Raw data START
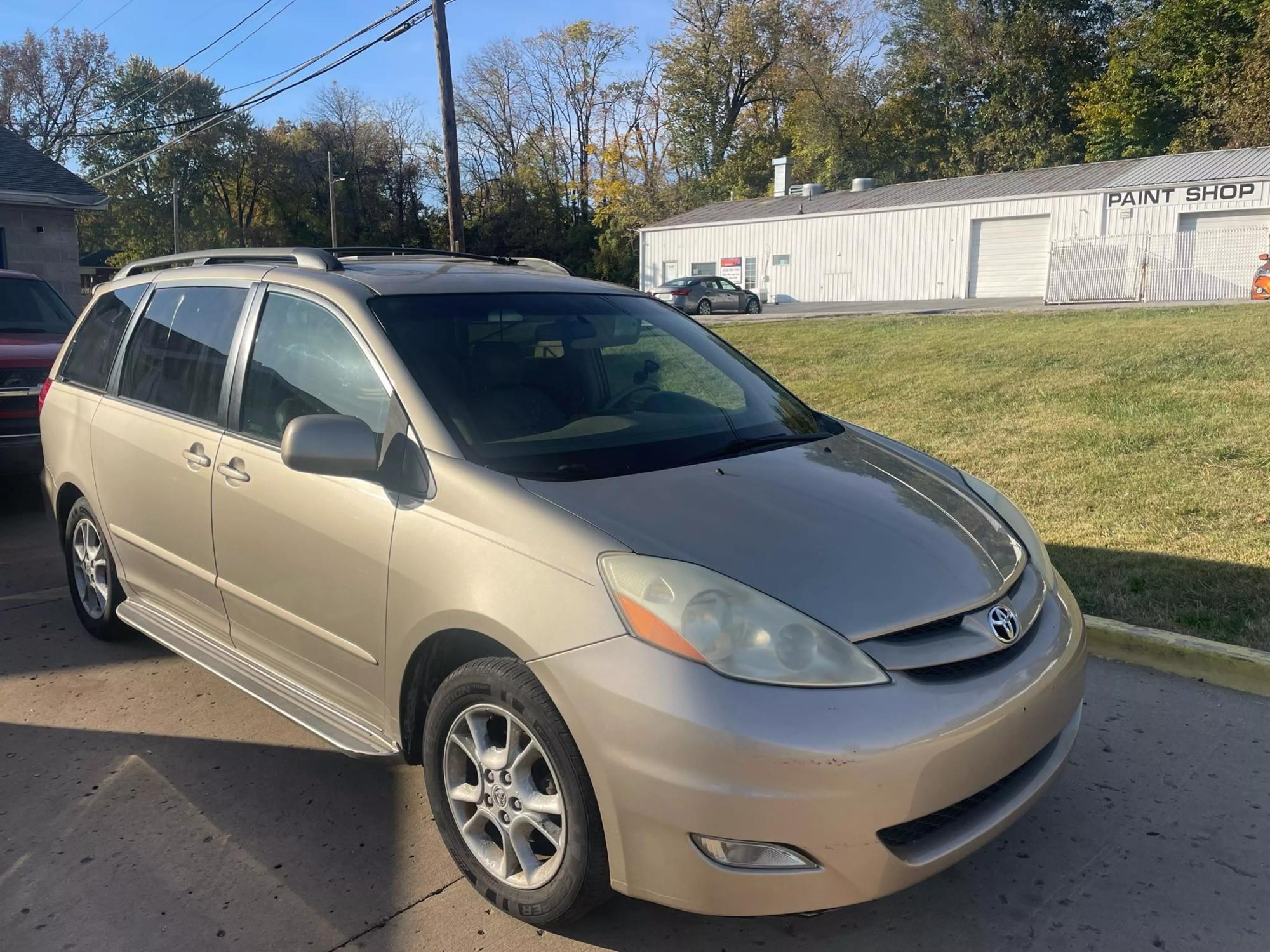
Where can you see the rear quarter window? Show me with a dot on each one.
(92, 352)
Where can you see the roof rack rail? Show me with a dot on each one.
(389, 252)
(312, 258)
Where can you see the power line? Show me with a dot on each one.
(74, 8)
(264, 79)
(276, 15)
(171, 70)
(120, 10)
(258, 97)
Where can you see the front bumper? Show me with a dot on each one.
(938, 767)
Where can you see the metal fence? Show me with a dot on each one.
(1177, 266)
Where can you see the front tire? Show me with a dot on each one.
(91, 574)
(511, 795)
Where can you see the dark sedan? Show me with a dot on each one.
(34, 323)
(707, 295)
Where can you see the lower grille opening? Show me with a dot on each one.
(914, 832)
(966, 668)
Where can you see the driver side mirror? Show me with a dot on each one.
(330, 445)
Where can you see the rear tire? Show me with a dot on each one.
(481, 718)
(91, 574)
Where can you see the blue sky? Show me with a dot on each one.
(168, 32)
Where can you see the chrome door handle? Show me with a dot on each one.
(233, 473)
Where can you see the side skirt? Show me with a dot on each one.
(342, 732)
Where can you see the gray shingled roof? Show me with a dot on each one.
(27, 171)
(1090, 177)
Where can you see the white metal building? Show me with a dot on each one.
(1165, 228)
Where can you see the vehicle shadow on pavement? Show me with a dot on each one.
(138, 842)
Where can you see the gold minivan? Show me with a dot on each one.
(648, 621)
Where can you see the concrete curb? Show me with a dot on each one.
(1212, 662)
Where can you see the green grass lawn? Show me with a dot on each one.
(1137, 441)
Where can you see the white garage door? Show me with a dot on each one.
(1009, 257)
(1224, 221)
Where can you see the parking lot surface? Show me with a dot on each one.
(148, 805)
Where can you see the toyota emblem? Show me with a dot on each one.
(1005, 624)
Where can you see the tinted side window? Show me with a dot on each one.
(177, 356)
(92, 354)
(305, 362)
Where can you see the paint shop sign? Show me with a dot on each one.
(1227, 192)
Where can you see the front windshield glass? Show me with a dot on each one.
(31, 307)
(580, 387)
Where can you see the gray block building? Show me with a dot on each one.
(39, 200)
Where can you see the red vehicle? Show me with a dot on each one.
(1262, 281)
(34, 323)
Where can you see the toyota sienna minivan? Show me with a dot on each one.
(648, 623)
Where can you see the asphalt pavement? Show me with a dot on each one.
(148, 805)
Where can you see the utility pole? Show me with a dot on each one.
(331, 192)
(454, 200)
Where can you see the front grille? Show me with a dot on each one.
(912, 832)
(968, 667)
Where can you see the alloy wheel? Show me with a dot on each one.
(505, 797)
(91, 569)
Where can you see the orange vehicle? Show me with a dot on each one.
(1262, 280)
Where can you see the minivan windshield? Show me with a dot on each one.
(30, 307)
(580, 387)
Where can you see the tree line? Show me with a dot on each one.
(566, 148)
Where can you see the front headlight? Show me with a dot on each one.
(740, 633)
(1017, 521)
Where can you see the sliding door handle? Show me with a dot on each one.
(232, 473)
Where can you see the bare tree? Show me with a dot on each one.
(49, 86)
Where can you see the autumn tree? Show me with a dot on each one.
(50, 87)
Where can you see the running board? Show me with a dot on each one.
(340, 731)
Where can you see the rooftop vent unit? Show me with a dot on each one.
(807, 190)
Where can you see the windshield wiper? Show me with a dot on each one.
(747, 444)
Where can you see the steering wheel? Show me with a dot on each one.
(622, 399)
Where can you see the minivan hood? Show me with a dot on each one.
(843, 530)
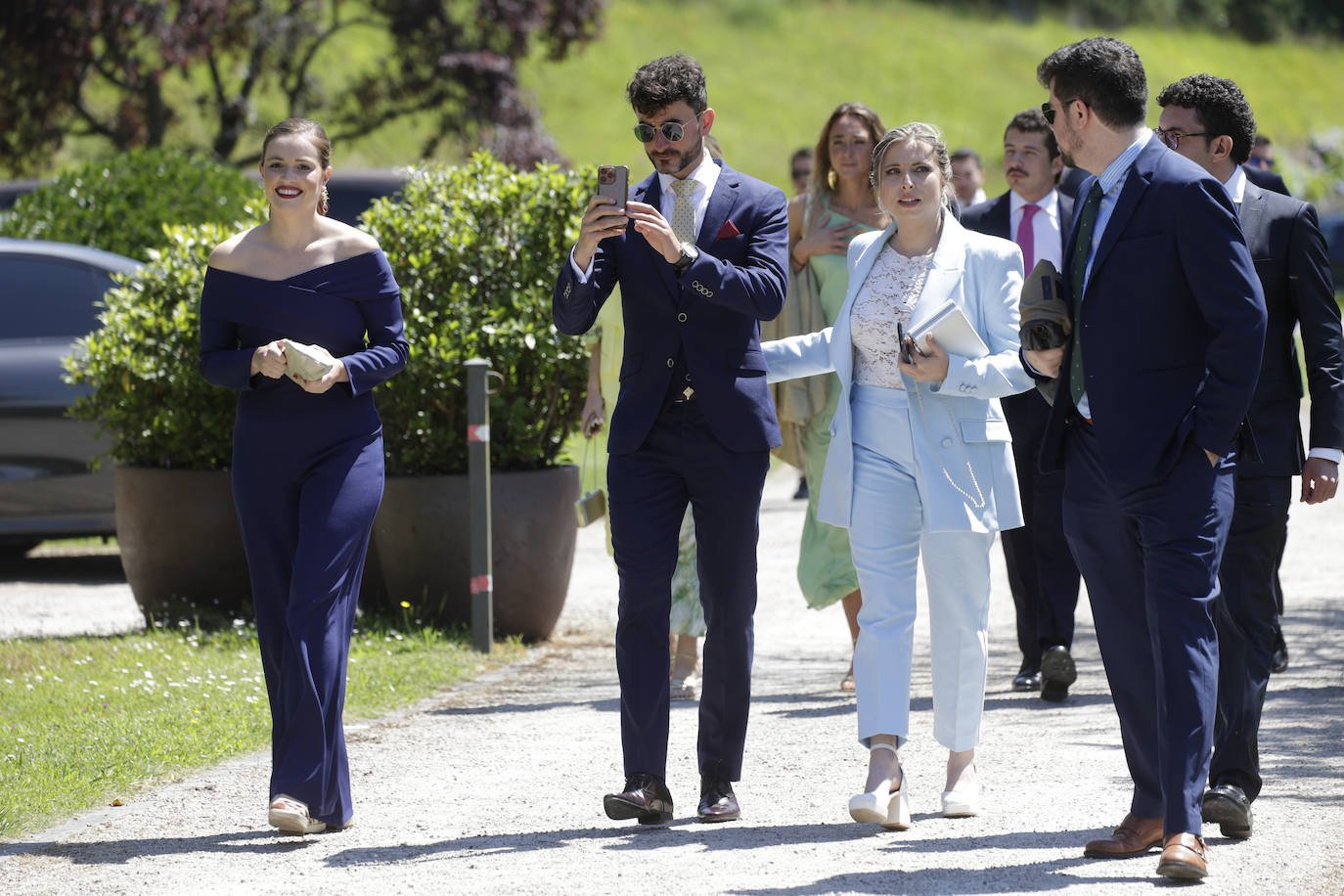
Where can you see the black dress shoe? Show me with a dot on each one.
(646, 798)
(718, 802)
(1027, 679)
(1278, 659)
(1056, 673)
(1228, 806)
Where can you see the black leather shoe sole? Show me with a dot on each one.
(1182, 871)
(1056, 673)
(620, 809)
(1232, 819)
(732, 814)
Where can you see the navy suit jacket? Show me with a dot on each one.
(1172, 324)
(994, 216)
(711, 312)
(1294, 273)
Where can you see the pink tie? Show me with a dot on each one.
(1027, 237)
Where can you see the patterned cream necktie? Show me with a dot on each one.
(683, 211)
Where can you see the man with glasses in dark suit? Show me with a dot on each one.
(1208, 121)
(700, 254)
(1260, 166)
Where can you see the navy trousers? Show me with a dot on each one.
(1149, 558)
(680, 463)
(1246, 617)
(1042, 574)
(306, 508)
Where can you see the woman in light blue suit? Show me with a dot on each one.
(919, 461)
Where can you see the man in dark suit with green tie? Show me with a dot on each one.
(1146, 424)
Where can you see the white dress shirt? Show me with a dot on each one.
(1235, 187)
(706, 175)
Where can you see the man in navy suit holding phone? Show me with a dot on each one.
(700, 255)
(1153, 389)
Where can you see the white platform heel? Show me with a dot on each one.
(882, 806)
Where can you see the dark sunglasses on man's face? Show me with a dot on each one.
(672, 132)
(1050, 113)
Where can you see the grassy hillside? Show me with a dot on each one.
(777, 67)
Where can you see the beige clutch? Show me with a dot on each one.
(308, 362)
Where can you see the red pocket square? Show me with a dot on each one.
(729, 230)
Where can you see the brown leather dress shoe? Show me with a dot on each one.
(1135, 837)
(718, 802)
(644, 798)
(1185, 857)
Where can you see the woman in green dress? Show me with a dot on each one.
(837, 205)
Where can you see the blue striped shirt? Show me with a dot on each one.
(1111, 182)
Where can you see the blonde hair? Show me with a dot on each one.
(930, 137)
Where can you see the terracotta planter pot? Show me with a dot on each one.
(423, 535)
(179, 539)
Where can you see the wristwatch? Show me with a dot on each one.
(689, 254)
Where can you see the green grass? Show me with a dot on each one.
(87, 720)
(777, 68)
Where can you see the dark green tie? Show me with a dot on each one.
(1082, 248)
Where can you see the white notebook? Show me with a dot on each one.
(952, 331)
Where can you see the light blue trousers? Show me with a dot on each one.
(887, 538)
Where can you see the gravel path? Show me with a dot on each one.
(496, 786)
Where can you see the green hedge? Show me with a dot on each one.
(143, 363)
(476, 250)
(121, 204)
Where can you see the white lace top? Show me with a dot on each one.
(887, 295)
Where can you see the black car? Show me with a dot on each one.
(47, 299)
(1332, 227)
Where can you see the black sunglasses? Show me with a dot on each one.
(672, 130)
(1050, 113)
(1172, 139)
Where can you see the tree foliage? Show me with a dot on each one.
(121, 203)
(103, 67)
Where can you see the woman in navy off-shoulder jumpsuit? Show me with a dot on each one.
(306, 479)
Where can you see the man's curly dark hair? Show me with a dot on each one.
(661, 82)
(1105, 72)
(1221, 107)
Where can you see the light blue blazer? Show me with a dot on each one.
(983, 274)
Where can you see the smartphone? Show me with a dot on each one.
Raw data END
What is being asked:
Without carrying over any picture, write out the entries above once more, exactly.

Solved exercise:
Where can you see the rear quarter window? Show me with a dot on each one.
(92, 352)
Where can you see the roof rack rail? Show me with a dot on each one.
(389, 252)
(312, 258)
Where can you see the power line? Show me with a dot on each one.
(74, 8)
(264, 79)
(276, 15)
(171, 70)
(120, 10)
(258, 97)
Where can you see the front bumper? Show me with a dot on each one.
(938, 767)
Where can you see the metal fence? Show me with a dot on each one.
(1177, 266)
Where can you see the front tire? Show me with a dot on each one.
(91, 574)
(511, 795)
Where can you see the dark sedan? Show me with a dot on each one.
(34, 323)
(707, 295)
Where can you see the lower grille opening? Show me with a dot on each one.
(914, 832)
(966, 668)
Where can you see the driver side mirror? Show me with a dot on each one.
(330, 445)
Where can you see the rear tire? Show me with a dot on each one.
(481, 718)
(91, 574)
Where can you see the blue sky? Show me with a dot on each one.
(168, 32)
Where can you see the chrome door handle? Show me with a dot on each one.
(233, 473)
Where can you see the side skirt? Show me with a dot on each one.
(342, 732)
Where can you see the gray shingled roof? Show me with a dot on each one.
(27, 171)
(1090, 177)
Where can you see the white metal building? Show me with a dot on each one.
(1165, 228)
Where can you see the vehicle shadow on pavement? Show me with a dot on each one.
(138, 842)
Where can you see the gold minivan? Show me with a dot on each one.
(648, 621)
Where can you see the concrete curb? Show me with a dot on each one.
(1212, 662)
Where can you see the green grass lawn? Show me with a dot on each one.
(1137, 441)
Where can you see the white garage door? Show me with a dot on each one.
(1009, 257)
(1224, 221)
Where can you see the parking lot surface? Show me with a dot on each one.
(148, 805)
Where can you see the toyota emblem? Show me with a dot on each one.
(1005, 624)
Where can you see the tinted side window? Show me with a dot on each one.
(177, 356)
(92, 354)
(305, 362)
Where can you see the paint shop sign? Show me with a dot on each one.
(1227, 192)
Where can you see the front windshield glass? Show me with a dot on each one.
(31, 307)
(580, 387)
Where can you see the gray block building? Show me with a dot on each one.
(39, 200)
Where can you see the red vehicle? Show me with a dot on each one.
(1262, 281)
(34, 323)
Where can you see the toyota sienna minivan? Show me with a dot on each one.
(648, 623)
Where can you see the asphalt pavement? Show me with a dot on each one.
(148, 805)
Where can you see the utility pole? Show me with a dot on each one.
(331, 192)
(454, 200)
Where can you see the front grille? Show me with a dot on each one.
(912, 832)
(968, 667)
Where can you see the alloy wheel? Show me with a dot on each one.
(505, 797)
(91, 569)
Where can you see the orange vehicle? Show me with a dot on each one.
(1262, 280)
Where can you see the minivan windshield? Show me with a dot on each one.
(30, 307)
(580, 387)
Where can you see the tree line? Show me with a dot on each one.
(566, 148)
Where can you see the front headlight? Show me with a dot on each one.
(740, 633)
(1017, 521)
Where can you see the sliding door handle? Show me with a dot on each one.
(232, 473)
Where can you see the bare tree? Show me with a dot on each one.
(49, 86)
Where can you see the autumn tree? Show me with a dot on each one.
(50, 87)
Where can you see the running board? Show me with a dot on each one.
(340, 731)
Where can you see the rooftop vent unit? Show me with a dot on each one.
(807, 190)
Where can you see the windshield wiper? Show me with a dot on each one.
(747, 444)
Where can you see the steering wheel? Show me with a dot on each one.
(622, 399)
Where can you see the minivan hood? Show me with a dot on each one.
(843, 530)
Where can you see the black dress shoe? Show me with a dot on each one.
(646, 798)
(718, 802)
(1027, 679)
(1278, 659)
(1056, 673)
(1228, 806)
Where can you see the black leather shoe sole? Show me with a dot on each one.
(1182, 871)
(1056, 673)
(620, 809)
(1232, 819)
(732, 814)
Where can you see the navy suit jacket? Show me with a dot on each one.
(1172, 324)
(994, 216)
(711, 312)
(1294, 273)
Where can you see the pink tie? Show me with a dot on each one.
(1027, 237)
Where can you see the patterned cream necktie? Show me with a dot on each one.
(683, 211)
Where can you see the man with glasses in dark suit? Show me with a dot on each one.
(1208, 121)
(700, 254)
(1260, 166)
Where can you see the navy trousers? Show me with a dot on each one.
(1149, 558)
(680, 463)
(1246, 617)
(1042, 574)
(306, 508)
Where can you see the woman in light blue suit? Show me with a dot on each one.
(919, 461)
Where can you see the man in dark suit with green tie? Show me with a dot on each one.
(1146, 424)
Where can you see the white dress shirt? Show me with a dot on each one.
(1235, 187)
(706, 175)
Where can you see the man in navy suit holding phone? Show me with a dot on each one.
(700, 255)
(1153, 389)
Where can you see the white platform heel? Show me with a dot on each one.
(882, 806)
Where can you see the dark sunglasses on man's face? Show me with a dot on each one.
(672, 132)
(1050, 113)
Where can you see the grassy hillside? Show me with a dot on each one.
(777, 67)
Where can you see the beige clutch? Show me with a dot on each one.
(308, 362)
Where can you see the red pocket square? Show me with a dot on each one.
(729, 230)
Where can you see the brown leather dress shoe? Show me with a dot on each one.
(1135, 837)
(718, 802)
(644, 798)
(1185, 857)
Where can you see the woman in green dress? Show me with a dot on each one.
(837, 205)
Where can you see the blue striped shirt? Show me with a dot on each one.
(1111, 182)
Where can you see the blonde hair? Show me with a dot on each one.
(930, 137)
Where can you see the terracotta planter pot? Show me with a dot on each one.
(423, 535)
(179, 539)
Where can you see the wristwatch? Show me with a dot on each one.
(689, 254)
Where can you see the green grass? Show me with a dot on each one.
(87, 720)
(777, 68)
Where can you see the dark green tie? Show me with a dot on each one.
(1082, 248)
Where can you see the white notebook? Show me with a dot on each one.
(952, 331)
Where can you see the light blue trousers? Show me with a dot on each one.
(887, 538)
Where can you see the gravel path? Show me with a dot on each one.
(496, 786)
Where can you see the green hedge? Show me with a dot on each one.
(143, 363)
(476, 250)
(121, 204)
Where can you see the white lace top? Show me with a dot on each one.
(887, 295)
Where can you see the black car? Show me with a dot on each one.
(47, 299)
(1332, 227)
Where can you see the black sunglasses? Show me with a dot on each one.
(672, 130)
(1050, 113)
(1172, 139)
Where can you see the tree foliage? Show me with a dot on each one.
(121, 203)
(103, 67)
Where can you see the woman in navy off-shoulder jumpsuit? Show me with a dot on each one.
(306, 479)
Where can you see the man's curly dark hair? Show me with a dot on each one.
(661, 82)
(1105, 72)
(1221, 107)
Where can you see the light blue blazer? Show me with a dot on each one.
(983, 274)
Where can you see the smartphone? Show me with a dot on each one.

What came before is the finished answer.